## START RECORDS FOR PROCESSING
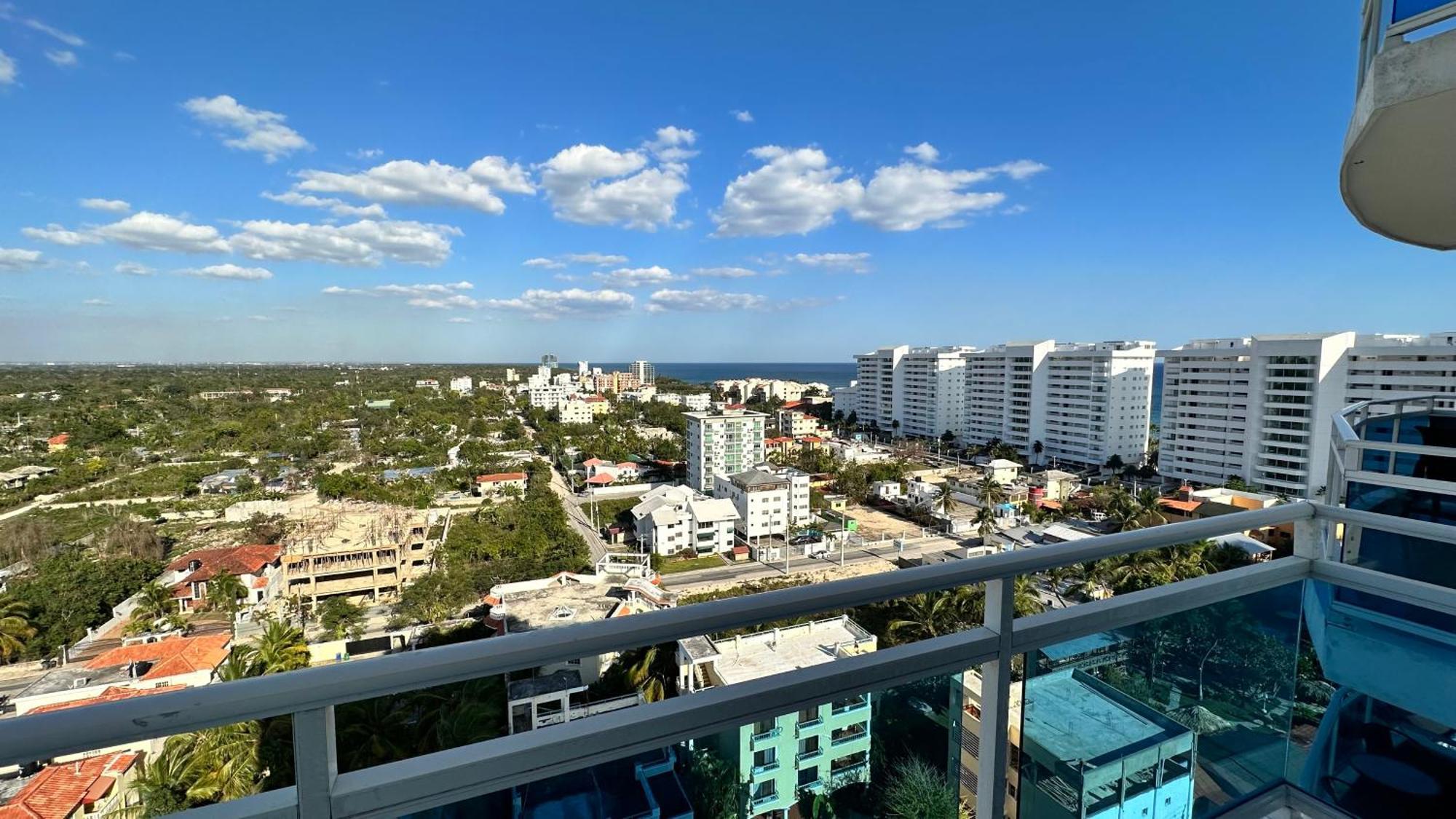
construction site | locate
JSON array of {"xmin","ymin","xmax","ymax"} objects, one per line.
[{"xmin": 282, "ymin": 502, "xmax": 444, "ymax": 609}]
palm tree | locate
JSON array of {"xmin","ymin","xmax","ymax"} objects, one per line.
[
  {"xmin": 0, "ymin": 598, "xmax": 35, "ymax": 663},
  {"xmin": 207, "ymin": 571, "xmax": 248, "ymax": 636},
  {"xmin": 131, "ymin": 583, "xmax": 176, "ymax": 628},
  {"xmin": 890, "ymin": 586, "xmax": 980, "ymax": 640},
  {"xmin": 976, "ymin": 472, "xmax": 1006, "ymax": 506},
  {"xmin": 253, "ymin": 620, "xmax": 309, "ymax": 673},
  {"xmin": 976, "ymin": 506, "xmax": 996, "ymax": 541},
  {"xmin": 622, "ymin": 644, "xmax": 677, "ymax": 703}
]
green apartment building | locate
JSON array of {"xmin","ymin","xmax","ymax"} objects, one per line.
[{"xmin": 677, "ymin": 615, "xmax": 875, "ymax": 816}]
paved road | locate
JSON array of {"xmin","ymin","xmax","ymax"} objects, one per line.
[
  {"xmin": 662, "ymin": 538, "xmax": 957, "ymax": 592},
  {"xmin": 550, "ymin": 465, "xmax": 607, "ymax": 564}
]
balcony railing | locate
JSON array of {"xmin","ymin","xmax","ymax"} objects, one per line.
[{"xmin": 0, "ymin": 498, "xmax": 1456, "ymax": 819}]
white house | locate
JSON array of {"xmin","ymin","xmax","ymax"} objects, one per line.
[
  {"xmin": 713, "ymin": 464, "xmax": 812, "ymax": 539},
  {"xmin": 632, "ymin": 487, "xmax": 738, "ymax": 557},
  {"xmin": 556, "ymin": 397, "xmax": 593, "ymax": 424}
]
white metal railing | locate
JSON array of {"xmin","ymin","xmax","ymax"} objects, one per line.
[{"xmin": 0, "ymin": 503, "xmax": 1456, "ymax": 819}]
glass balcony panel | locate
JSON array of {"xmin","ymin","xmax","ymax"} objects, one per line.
[{"xmin": 1012, "ymin": 583, "xmax": 1303, "ymax": 819}]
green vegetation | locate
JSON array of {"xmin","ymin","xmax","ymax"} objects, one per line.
[{"xmin": 9, "ymin": 547, "xmax": 162, "ymax": 659}]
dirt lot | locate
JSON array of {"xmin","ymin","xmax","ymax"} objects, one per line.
[{"xmin": 846, "ymin": 506, "xmax": 938, "ymax": 541}]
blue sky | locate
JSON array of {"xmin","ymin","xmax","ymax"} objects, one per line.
[{"xmin": 0, "ymin": 0, "xmax": 1456, "ymax": 361}]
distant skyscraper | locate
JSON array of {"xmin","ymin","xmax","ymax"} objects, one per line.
[{"xmin": 628, "ymin": 361, "xmax": 657, "ymax": 386}]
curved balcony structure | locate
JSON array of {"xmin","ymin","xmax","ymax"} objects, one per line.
[{"xmin": 1340, "ymin": 0, "xmax": 1456, "ymax": 250}]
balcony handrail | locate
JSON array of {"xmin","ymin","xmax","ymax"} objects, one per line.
[
  {"xmin": 17, "ymin": 503, "xmax": 1456, "ymax": 819},
  {"xmin": 0, "ymin": 503, "xmax": 1315, "ymax": 765}
]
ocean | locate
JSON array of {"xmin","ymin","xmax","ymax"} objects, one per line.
[{"xmin": 593, "ymin": 361, "xmax": 1163, "ymax": 423}]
## END RECORDS FOR PROCESSING
- **GOAL**:
Repeat all the records above exactly, leaving out any pictures.

- **RESULT FOR THIS EXERCISE**:
construction site | locate
JSON array of {"xmin","ymin","xmax","ymax"} objects, one per line.
[{"xmin": 282, "ymin": 502, "xmax": 444, "ymax": 609}]
palm tree | locate
JSON array of {"xmin","ymin","xmax","ymax"} objects, one per line.
[
  {"xmin": 0, "ymin": 598, "xmax": 35, "ymax": 663},
  {"xmin": 207, "ymin": 571, "xmax": 248, "ymax": 636},
  {"xmin": 131, "ymin": 583, "xmax": 176, "ymax": 628},
  {"xmin": 890, "ymin": 586, "xmax": 980, "ymax": 640},
  {"xmin": 976, "ymin": 472, "xmax": 1006, "ymax": 506},
  {"xmin": 253, "ymin": 620, "xmax": 309, "ymax": 673},
  {"xmin": 976, "ymin": 506, "xmax": 996, "ymax": 541},
  {"xmin": 622, "ymin": 644, "xmax": 677, "ymax": 703}
]
green apartment building | locate
JSON array of {"xmin","ymin","xmax","ymax"} objects, one per line.
[{"xmin": 677, "ymin": 615, "xmax": 875, "ymax": 816}]
paved road | locate
JSON array of {"xmin","ymin","xmax","ymax"} objects, one per line.
[
  {"xmin": 662, "ymin": 538, "xmax": 957, "ymax": 592},
  {"xmin": 550, "ymin": 465, "xmax": 607, "ymax": 564}
]
balcony railing | locate
JSON array of {"xmin","ymin","xmax","ymax"} objects, one per line.
[{"xmin": 0, "ymin": 498, "xmax": 1456, "ymax": 819}]
white house | locate
JSON array of {"xmin","ymin","xmax","ymax"} objects, one per line.
[
  {"xmin": 713, "ymin": 464, "xmax": 812, "ymax": 539},
  {"xmin": 632, "ymin": 487, "xmax": 738, "ymax": 557},
  {"xmin": 556, "ymin": 397, "xmax": 593, "ymax": 424}
]
white metal railing | locate
JSON array of {"xmin","ymin","xmax","ymax"} objects, one per line.
[{"xmin": 0, "ymin": 503, "xmax": 1456, "ymax": 819}]
glass balcony panel | locate
JSON array of {"xmin","ymin","xmax","ymax"} objects, one per line.
[{"xmin": 1012, "ymin": 583, "xmax": 1303, "ymax": 819}]
green vegetation | locate
JSON array of {"xmin","ymin","xmax","ymax"} objects, one per line.
[{"xmin": 9, "ymin": 547, "xmax": 162, "ymax": 659}]
dirt lot | locate
JSON array of {"xmin","ymin","xmax","ymax"} objects, one per line.
[{"xmin": 846, "ymin": 506, "xmax": 938, "ymax": 541}]
blue sky | locate
JSON array of {"xmin","ymin","xmax","ymax"} objects, one per line.
[{"xmin": 0, "ymin": 0, "xmax": 1456, "ymax": 361}]
distant skyscraper | locate
JSON array of {"xmin","ymin","xmax","ymax"} objects, one per line.
[{"xmin": 628, "ymin": 361, "xmax": 657, "ymax": 386}]
curved balcony structure | locate
JSON array of {"xmin","ymin","xmax","ymax"} objects, one per line.
[{"xmin": 1340, "ymin": 0, "xmax": 1456, "ymax": 250}]
balcony handrail | locate
JSON array of {"xmin","ymin","xmax","ymax"} objects, one per line.
[
  {"xmin": 17, "ymin": 503, "xmax": 1456, "ymax": 819},
  {"xmin": 0, "ymin": 503, "xmax": 1315, "ymax": 765}
]
ocean | locate
JSON array of {"xmin","ymin","xmax","ymax"} objects, one per line.
[{"xmin": 593, "ymin": 361, "xmax": 1163, "ymax": 423}]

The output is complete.